→ **Selection**:
Gameplay aside, the main novelty of the BR games comes from their monetization model. In 2017, Epic Games decided to make the BR game mode of their newly released Fortnite free-to-play in order to compete with Krafton’s PUBG (2017), which still used the premium monetization model. In 2018, EA joined the arena with their Apex Legends, the company’s first free-to-play Triple-A title (Electronic Arts Inc., 2019a). In the consequent year, Activision followed Epic’s tactic and published a stand-alone BR game mode called Warzone in addition to Call of Duty Modern Warfare, the 16^th installment in the Call of Duty series. Nieborg (2014) rightfully called the CoD franchise an epitome of Triple-A game design for the standardization of its games, their annual release schedule, and the establishment of DLCs as a common practice in the market. Years later, these series continue to reflect the modern state of the Triple-A industry, with their adapting monetization strategies and evolving gameplay modes demonstrating the shift toward assetization.

Therefore, three companies, famous for their previous blockbuster (read: commodities) game production, released free-to-play titles with microtransactions and Triple-A budgets. While this alone is unprecedented and noteworthy, more importantly, BR games introduced a new monetization approach called the battle pass. Battle passes generate a significant part of these extraordinary economically successful games’ revenue (Gilbert, 2019), providing perfect case studies for the analysis of the gaming industry’s assetization.

Battle pass purchase grants the player access to a limited-time tiered progression system with additional in-game rewards. Both the rewards and the battle pass itself are tied to seasons—time frames during which the most substantial gameplay and content updates are introduced, usually lasting around 10 weeks. If the modern Triple-A game can be understood as a service, then the battle pass is an optional subscription to a premium version of this service paid seasonally. Just as any other subscription (Sadowski, 2020), it constitutes a rental device for property owners (i.e., game publishers) to continuously extract value from their assets. The purchase of a battle pass can be viewed as a form of economic rent because it is purchased regularly to access the fuller or quicker game experience, consisting of a stream of additional rewards.

→ **Request 1**:
Using the passage on battle royale monetization, decide whether each statement agrees with it. Answer yes or no for each, and quote the deciding words.
(a) Apex Legends was EA's first free-to-play Triple-A title.
(b) Seasons usually last around six weeks.
(c) PUBG used a free-to-play model when Fortnite's battle royale mode became free-to-play.

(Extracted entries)
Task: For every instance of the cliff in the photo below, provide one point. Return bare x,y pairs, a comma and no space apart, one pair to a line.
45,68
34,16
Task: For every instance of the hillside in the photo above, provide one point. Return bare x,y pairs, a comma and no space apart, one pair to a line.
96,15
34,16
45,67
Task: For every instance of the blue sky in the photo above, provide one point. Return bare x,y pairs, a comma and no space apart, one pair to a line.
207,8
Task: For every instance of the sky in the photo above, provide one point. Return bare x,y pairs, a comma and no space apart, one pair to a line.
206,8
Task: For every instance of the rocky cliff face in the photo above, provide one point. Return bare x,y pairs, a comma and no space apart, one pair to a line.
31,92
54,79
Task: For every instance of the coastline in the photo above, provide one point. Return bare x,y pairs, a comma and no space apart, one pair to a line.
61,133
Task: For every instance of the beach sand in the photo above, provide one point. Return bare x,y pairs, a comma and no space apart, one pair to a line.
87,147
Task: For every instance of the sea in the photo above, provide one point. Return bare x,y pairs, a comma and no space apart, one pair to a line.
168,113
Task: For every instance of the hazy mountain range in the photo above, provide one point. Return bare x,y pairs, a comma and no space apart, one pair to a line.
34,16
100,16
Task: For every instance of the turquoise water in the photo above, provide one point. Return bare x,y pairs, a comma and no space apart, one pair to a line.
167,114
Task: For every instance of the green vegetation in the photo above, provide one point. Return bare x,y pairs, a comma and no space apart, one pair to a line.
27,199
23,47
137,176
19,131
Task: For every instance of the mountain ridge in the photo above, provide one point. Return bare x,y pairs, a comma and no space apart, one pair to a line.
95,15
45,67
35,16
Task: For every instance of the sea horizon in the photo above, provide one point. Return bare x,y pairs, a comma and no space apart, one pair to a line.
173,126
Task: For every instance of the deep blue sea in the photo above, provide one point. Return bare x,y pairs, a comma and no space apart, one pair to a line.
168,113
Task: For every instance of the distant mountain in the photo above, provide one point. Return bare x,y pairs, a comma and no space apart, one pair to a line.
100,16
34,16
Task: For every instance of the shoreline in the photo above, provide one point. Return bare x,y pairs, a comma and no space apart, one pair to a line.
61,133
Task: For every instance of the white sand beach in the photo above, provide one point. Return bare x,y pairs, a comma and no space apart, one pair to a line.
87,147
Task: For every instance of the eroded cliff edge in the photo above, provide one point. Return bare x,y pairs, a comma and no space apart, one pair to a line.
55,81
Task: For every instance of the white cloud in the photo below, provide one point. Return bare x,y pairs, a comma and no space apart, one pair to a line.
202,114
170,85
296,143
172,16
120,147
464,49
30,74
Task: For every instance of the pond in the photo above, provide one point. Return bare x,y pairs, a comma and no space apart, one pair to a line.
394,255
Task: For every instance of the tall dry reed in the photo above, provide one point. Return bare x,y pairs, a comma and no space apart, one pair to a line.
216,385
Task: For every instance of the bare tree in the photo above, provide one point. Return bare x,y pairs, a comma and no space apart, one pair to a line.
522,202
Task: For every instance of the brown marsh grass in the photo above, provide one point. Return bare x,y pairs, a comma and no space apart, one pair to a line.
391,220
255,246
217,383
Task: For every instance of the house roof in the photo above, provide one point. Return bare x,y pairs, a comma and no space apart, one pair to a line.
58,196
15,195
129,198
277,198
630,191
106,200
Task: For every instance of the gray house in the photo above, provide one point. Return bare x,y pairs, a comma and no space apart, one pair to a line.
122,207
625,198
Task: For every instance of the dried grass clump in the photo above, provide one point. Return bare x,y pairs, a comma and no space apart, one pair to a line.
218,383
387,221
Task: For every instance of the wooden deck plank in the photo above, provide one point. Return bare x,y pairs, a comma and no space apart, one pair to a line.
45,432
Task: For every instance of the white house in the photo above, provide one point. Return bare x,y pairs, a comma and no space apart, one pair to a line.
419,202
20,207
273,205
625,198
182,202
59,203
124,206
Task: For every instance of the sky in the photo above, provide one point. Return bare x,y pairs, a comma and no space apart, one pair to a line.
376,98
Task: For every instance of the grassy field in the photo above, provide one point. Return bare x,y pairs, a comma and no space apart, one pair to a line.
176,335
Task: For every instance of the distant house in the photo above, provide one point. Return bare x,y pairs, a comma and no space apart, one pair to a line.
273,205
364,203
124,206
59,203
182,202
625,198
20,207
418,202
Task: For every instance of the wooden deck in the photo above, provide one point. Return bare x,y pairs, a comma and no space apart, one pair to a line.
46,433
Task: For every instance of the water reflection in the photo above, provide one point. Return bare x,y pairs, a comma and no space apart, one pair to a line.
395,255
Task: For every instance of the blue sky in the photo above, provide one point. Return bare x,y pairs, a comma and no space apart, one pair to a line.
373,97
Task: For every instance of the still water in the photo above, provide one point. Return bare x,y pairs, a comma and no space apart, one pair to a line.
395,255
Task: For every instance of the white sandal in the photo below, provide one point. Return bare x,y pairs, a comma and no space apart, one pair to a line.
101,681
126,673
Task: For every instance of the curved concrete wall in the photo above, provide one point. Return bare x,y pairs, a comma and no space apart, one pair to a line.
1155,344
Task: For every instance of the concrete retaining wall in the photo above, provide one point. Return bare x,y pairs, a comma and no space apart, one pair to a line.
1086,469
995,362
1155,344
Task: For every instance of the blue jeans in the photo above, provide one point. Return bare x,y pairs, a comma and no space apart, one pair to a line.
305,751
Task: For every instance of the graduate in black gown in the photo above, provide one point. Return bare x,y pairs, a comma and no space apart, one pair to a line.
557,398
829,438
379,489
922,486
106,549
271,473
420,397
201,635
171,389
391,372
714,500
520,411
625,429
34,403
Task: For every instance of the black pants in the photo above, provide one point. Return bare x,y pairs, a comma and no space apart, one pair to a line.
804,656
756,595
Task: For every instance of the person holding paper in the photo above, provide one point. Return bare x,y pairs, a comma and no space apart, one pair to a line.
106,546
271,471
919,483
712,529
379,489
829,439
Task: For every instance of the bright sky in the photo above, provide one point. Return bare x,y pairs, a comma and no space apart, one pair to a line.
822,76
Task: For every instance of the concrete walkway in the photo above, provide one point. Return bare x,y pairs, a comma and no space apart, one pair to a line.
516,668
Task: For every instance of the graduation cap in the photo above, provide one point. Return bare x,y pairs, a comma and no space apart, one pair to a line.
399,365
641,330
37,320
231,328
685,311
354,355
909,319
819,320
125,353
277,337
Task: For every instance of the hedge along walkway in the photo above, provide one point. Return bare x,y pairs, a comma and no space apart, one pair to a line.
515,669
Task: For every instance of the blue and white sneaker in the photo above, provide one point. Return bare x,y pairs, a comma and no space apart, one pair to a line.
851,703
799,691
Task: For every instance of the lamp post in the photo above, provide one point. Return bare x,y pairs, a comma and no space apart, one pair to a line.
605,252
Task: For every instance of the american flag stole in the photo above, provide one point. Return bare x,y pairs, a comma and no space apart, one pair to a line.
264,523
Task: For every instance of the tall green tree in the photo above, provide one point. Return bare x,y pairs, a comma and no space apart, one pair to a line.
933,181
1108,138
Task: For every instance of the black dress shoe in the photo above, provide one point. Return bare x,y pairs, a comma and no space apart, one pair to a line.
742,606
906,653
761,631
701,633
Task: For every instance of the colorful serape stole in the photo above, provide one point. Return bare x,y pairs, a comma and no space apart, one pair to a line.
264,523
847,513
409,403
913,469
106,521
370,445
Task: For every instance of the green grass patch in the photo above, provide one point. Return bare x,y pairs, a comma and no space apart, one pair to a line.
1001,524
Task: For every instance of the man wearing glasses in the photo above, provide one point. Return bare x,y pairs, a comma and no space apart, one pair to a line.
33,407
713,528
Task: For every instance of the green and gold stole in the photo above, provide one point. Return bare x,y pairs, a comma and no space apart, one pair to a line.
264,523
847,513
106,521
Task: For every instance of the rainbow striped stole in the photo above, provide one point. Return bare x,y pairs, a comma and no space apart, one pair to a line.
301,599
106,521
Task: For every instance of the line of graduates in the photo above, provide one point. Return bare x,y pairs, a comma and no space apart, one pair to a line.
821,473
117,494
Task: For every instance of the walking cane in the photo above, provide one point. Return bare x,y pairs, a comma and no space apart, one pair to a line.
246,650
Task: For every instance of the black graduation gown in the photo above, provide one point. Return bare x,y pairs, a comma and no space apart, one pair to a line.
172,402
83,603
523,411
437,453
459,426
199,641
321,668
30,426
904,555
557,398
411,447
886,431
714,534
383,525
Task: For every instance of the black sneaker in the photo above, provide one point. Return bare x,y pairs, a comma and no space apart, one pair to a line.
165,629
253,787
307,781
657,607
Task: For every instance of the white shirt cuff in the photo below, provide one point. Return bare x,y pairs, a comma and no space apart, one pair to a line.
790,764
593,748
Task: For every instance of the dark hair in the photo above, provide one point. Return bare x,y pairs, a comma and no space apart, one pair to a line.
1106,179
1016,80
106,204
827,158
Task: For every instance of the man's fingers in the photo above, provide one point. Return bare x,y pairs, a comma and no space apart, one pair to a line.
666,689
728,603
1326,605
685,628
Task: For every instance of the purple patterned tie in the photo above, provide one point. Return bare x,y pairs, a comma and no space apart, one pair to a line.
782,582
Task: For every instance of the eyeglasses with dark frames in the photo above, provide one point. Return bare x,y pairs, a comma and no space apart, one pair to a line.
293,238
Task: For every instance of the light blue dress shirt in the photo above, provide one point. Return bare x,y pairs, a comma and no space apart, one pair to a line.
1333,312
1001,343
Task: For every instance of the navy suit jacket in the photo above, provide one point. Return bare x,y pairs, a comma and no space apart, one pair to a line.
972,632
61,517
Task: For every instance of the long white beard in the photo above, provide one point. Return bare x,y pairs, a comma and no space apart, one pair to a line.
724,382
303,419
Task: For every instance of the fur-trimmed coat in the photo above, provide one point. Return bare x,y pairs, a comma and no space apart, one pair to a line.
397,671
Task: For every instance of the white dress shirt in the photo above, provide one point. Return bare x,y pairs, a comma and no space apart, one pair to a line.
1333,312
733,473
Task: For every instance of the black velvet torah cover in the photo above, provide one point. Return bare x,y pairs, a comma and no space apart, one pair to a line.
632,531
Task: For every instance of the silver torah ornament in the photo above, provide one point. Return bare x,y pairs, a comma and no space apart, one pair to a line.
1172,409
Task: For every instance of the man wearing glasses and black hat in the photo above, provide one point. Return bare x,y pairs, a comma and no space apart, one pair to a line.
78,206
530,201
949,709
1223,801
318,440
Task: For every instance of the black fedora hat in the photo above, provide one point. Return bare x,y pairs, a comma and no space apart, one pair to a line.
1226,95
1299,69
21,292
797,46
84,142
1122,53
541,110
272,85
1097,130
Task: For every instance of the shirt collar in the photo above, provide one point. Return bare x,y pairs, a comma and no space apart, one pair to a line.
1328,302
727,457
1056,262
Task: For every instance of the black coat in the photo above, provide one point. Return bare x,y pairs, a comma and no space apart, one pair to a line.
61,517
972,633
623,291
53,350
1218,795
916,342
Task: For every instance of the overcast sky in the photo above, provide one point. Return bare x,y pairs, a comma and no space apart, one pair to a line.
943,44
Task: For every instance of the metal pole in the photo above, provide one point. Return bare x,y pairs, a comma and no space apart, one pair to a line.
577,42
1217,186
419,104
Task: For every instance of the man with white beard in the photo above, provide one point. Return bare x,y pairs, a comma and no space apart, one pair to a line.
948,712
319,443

→ **Request 2**: In the entries, rewrite the stretch from the line containing "Task: For every instance of the white dress" through the end of the entries. Change "torah" to "Torah" and leave everything else unchanged.

→ **Written solution 1**:
(a) Yes: "the company’s first free-to-play Triple-A title"
(b) No: "usually lasting around 10 weeks"
(c) No: "which still used the premium monetization model"

→ **Written solution 2**:
Task: For every instance of the white dress shirt in the photo above, provide one point. Return bare x,y pairs, a comma and no space apart, one pair to a line.
1333,312
733,473
Task: For every instance of the black velvet Torah cover in the photo above, provide one point. Return bare x,y pairs, a comma and no space apart, one pair to a line.
632,531
Task: For every instance of the silver Torah ornament in the photo above, provide one point. Return bare x,y pairs, a comma and no space apart, one pair to a line.
1172,409
Task: For every instance of the man wearing glasses and black hat in the photo above, provide one point. Return bare x,y pairs, a comma and no space apart, one pair to a line.
78,206
530,201
949,709
1223,801
318,440
Task: For every instance of the black fedora hat in the photo above, provide one point. Return bare x,y pairs, a comma and no space apart, one pair to a line.
1226,95
1299,69
21,292
797,46
84,142
1122,53
541,110
272,85
1097,130
Task: For every instance of the shirt collar in the photo above, provide one point. Return bare x,y pairs, a comma and no space apart, one pair to a line.
1328,302
727,457
1056,262
Task: For every instance of the black coat in the photo above, provide one point. Return bare x,y pairs, a comma and no space apart, one pair to a line.
61,517
972,633
623,291
53,350
1218,795
916,342
Task: For every instance of the overcast sky in the photo above, provide one point. Return bare x,y pairs, a comma and no space apart, one pair to a line.
943,44
Task: For every instance of the metal pole in the photo above, provide one point. Return bare x,y pairs, a comma and no space apart, one pair to a line.
577,42
1217,186
419,104
Task: For every instance of the man with white beard in the photo above, provide one point. Return bare x,y pairs, a comma and no space apart, one pair to a line.
948,712
319,443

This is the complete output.